**EXERCISE DESCRIPTION**
Convert the lines below into a Markdown table with two columns, No. and Text, giving each line its own numbered row and leaving out any blank lines.

···

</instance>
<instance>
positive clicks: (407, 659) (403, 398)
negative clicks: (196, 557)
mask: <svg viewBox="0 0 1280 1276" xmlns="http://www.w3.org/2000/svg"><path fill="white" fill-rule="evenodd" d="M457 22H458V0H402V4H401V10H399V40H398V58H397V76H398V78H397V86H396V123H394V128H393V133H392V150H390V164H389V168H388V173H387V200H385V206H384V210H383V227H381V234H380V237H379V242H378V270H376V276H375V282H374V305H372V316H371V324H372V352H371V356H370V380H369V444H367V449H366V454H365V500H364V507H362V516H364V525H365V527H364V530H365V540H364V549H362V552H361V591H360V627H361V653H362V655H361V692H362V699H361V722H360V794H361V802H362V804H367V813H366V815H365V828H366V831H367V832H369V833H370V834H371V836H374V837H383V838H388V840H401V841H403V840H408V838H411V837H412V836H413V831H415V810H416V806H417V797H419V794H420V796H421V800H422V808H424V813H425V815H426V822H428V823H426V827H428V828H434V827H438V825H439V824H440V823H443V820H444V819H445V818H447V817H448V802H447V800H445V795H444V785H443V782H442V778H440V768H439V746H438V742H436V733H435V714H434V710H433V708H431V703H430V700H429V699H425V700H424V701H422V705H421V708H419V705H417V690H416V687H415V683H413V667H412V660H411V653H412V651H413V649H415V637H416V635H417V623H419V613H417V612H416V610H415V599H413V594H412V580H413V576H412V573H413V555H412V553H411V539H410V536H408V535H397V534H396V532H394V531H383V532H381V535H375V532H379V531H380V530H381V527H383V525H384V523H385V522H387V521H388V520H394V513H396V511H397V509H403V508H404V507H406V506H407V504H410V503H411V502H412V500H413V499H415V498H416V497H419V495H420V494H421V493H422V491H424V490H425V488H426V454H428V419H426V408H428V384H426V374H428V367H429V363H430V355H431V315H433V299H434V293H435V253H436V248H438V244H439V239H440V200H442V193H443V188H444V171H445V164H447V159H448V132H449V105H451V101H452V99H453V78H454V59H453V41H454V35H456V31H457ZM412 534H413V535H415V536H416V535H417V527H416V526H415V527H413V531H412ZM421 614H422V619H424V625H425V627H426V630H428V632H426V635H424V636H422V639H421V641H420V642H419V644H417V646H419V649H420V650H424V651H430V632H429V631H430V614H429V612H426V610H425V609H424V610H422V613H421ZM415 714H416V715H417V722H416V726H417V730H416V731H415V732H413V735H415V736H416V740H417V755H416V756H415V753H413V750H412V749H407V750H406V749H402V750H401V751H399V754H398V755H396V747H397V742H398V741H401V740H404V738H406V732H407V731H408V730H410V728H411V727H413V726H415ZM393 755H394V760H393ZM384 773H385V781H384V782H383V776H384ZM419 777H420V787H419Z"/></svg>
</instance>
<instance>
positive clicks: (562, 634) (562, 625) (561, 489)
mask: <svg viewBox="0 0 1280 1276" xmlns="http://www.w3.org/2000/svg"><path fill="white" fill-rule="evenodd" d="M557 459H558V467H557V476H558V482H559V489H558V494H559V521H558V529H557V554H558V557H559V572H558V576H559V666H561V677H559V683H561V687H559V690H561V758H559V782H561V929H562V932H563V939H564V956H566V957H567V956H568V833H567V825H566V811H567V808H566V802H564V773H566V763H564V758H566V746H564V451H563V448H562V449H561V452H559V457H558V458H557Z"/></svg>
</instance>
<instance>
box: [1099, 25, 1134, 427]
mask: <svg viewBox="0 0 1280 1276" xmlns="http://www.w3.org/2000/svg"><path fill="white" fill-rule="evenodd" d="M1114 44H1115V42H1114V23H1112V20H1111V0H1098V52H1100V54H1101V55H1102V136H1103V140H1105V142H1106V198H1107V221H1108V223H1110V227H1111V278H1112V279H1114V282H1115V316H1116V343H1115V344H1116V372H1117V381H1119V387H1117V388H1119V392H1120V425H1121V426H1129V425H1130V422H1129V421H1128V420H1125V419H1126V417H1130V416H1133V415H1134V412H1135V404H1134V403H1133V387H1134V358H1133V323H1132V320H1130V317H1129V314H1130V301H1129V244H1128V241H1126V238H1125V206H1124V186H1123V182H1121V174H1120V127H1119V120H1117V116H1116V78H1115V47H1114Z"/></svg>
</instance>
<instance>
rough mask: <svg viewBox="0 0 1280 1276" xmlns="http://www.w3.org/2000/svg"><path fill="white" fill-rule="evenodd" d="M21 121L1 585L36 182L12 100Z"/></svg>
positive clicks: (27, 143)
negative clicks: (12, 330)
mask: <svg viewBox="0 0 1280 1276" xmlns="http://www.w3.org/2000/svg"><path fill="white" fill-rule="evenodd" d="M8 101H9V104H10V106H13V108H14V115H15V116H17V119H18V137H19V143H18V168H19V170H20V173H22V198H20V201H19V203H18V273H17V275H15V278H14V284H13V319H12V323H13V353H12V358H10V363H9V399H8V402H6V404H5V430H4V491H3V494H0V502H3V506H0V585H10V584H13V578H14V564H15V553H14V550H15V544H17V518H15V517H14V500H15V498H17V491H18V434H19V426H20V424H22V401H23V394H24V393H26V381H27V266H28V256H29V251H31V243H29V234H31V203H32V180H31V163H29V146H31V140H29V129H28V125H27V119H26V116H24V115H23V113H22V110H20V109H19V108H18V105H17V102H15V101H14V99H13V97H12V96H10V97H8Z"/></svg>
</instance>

···

**SOLUTION TO THE EXERCISE**
| No. | Text |
|---|---|
| 1 | </instance> |
| 2 | <instance> |
| 3 | positive clicks: (407, 659) (403, 398) |
| 4 | negative clicks: (196, 557) |
| 5 | mask: <svg viewBox="0 0 1280 1276" xmlns="http://www.w3.org/2000/svg"><path fill="white" fill-rule="evenodd" d="M457 22H458V0H402V4H401V10H399V40H398V58H397V76H398V78H397V86H396V123H394V128H393V133H392V150H390V164H389V168H388V173H387V200H385V206H384V210H383V227H381V234H380V237H379V242H378V270H376V276H375V282H374V305H372V316H371V324H372V352H371V356H370V380H369V444H367V449H366V454H365V500H364V507H362V516H364V525H365V527H364V530H365V540H364V549H362V552H361V591H360V627H361V653H362V655H361V692H362V699H361V722H360V794H361V802H362V804H367V813H366V815H365V828H366V831H367V832H369V833H370V834H371V836H374V837H383V838H388V840H401V841H403V840H408V838H411V837H412V836H413V831H415V810H416V806H417V797H419V794H420V796H421V800H422V808H424V813H425V815H426V822H428V823H426V827H428V828H434V827H438V825H439V824H440V823H443V820H444V819H445V818H447V817H448V802H447V800H445V795H444V785H443V782H442V778H440V768H439V746H438V742H436V733H435V714H434V710H433V708H431V703H430V700H429V699H425V700H424V701H422V705H421V708H419V705H417V690H416V687H415V683H413V667H412V660H411V653H412V651H413V649H415V637H416V635H417V623H419V613H417V612H416V610H415V599H413V594H412V580H413V576H412V573H413V555H412V553H411V539H410V536H408V535H397V534H396V532H394V531H383V532H381V535H375V532H379V531H380V530H381V527H383V525H384V523H385V522H387V521H388V520H394V513H396V511H397V509H403V508H404V507H406V506H407V504H410V503H411V502H412V500H413V499H415V498H416V497H419V495H420V494H421V493H422V491H424V490H425V488H426V454H428V419H426V408H428V384H426V374H428V367H429V363H430V355H431V315H433V299H434V293H435V253H436V248H438V244H439V239H440V200H442V193H443V188H444V171H445V164H447V159H448V132H449V105H451V101H452V99H453V78H454V59H453V41H454V35H456V31H457ZM412 534H413V535H415V536H416V535H417V527H416V526H415V527H413V531H412ZM421 614H422V619H424V625H425V627H426V630H428V632H426V635H424V636H422V639H421V641H420V642H419V644H417V646H419V649H420V650H424V651H430V632H429V631H430V614H429V612H426V610H425V609H424V610H422V613H421ZM415 714H416V715H417V722H416V726H417V730H416V731H415V732H413V735H415V736H416V740H417V755H416V756H415V753H413V750H412V749H407V750H406V749H402V750H401V751H399V754H398V755H396V747H397V742H398V741H401V740H404V738H406V732H407V731H408V730H410V728H411V727H413V726H415ZM393 755H394V760H393ZM384 773H385V781H384V782H383V776H384ZM419 777H420V787H419Z"/></svg> |
| 6 | </instance> |
| 7 | <instance> |
| 8 | positive clicks: (562, 634) (562, 625) (561, 489) |
| 9 | mask: <svg viewBox="0 0 1280 1276" xmlns="http://www.w3.org/2000/svg"><path fill="white" fill-rule="evenodd" d="M557 459H558V467H557V476H558V482H559V489H558V494H559V521H558V529H557V554H558V557H559V572H558V576H559V666H561V677H559V683H561V687H559V690H561V758H559V782H561V929H562V932H563V939H564V956H566V957H567V956H568V833H567V825H566V811H567V808H566V802H564V773H566V763H564V758H566V746H564V451H563V448H562V449H561V452H559V457H558V458H557Z"/></svg> |
| 10 | </instance> |
| 11 | <instance> |
| 12 | box: [1099, 25, 1134, 427] |
| 13 | mask: <svg viewBox="0 0 1280 1276" xmlns="http://www.w3.org/2000/svg"><path fill="white" fill-rule="evenodd" d="M1114 44H1115V42H1114V23H1112V20H1111V0H1098V52H1100V54H1101V55H1102V136H1103V140H1105V142H1106V198H1107V221H1108V223H1110V227H1111V278H1112V279H1114V282H1115V316H1116V343H1115V344H1116V372H1117V381H1119V387H1117V388H1119V392H1120V425H1121V426H1129V425H1130V422H1129V421H1128V420H1125V419H1126V417H1130V416H1133V415H1134V412H1135V404H1134V403H1133V387H1134V358H1133V323H1132V320H1130V317H1129V314H1130V301H1129V244H1128V241H1126V238H1125V206H1124V186H1123V182H1121V174H1120V127H1119V120H1117V116H1116V78H1115V47H1114Z"/></svg> |
| 14 | </instance> |
| 15 | <instance> |
| 16 | rough mask: <svg viewBox="0 0 1280 1276" xmlns="http://www.w3.org/2000/svg"><path fill="white" fill-rule="evenodd" d="M21 121L1 585L36 182L12 100Z"/></svg> |
| 17 | positive clicks: (27, 143) |
| 18 | negative clicks: (12, 330) |
| 19 | mask: <svg viewBox="0 0 1280 1276" xmlns="http://www.w3.org/2000/svg"><path fill="white" fill-rule="evenodd" d="M8 101H9V104H10V106H13V108H14V115H15V116H17V119H18V137H19V143H18V168H19V170H20V173H22V198H20V201H19V203H18V273H17V275H15V278H14V284H13V319H12V323H13V353H12V358H10V363H9V399H8V402H6V404H5V430H4V491H3V494H0V502H3V506H0V585H10V584H13V578H14V564H15V553H14V550H15V544H17V518H15V517H14V500H15V498H17V491H18V434H19V426H20V424H22V401H23V394H24V393H26V381H27V266H28V256H29V251H31V243H29V234H31V203H32V180H31V163H29V146H31V140H29V129H28V125H27V119H26V116H24V115H23V113H22V110H20V109H19V108H18V105H17V102H15V101H14V99H13V97H12V96H10V97H8Z"/></svg> |
| 20 | </instance> |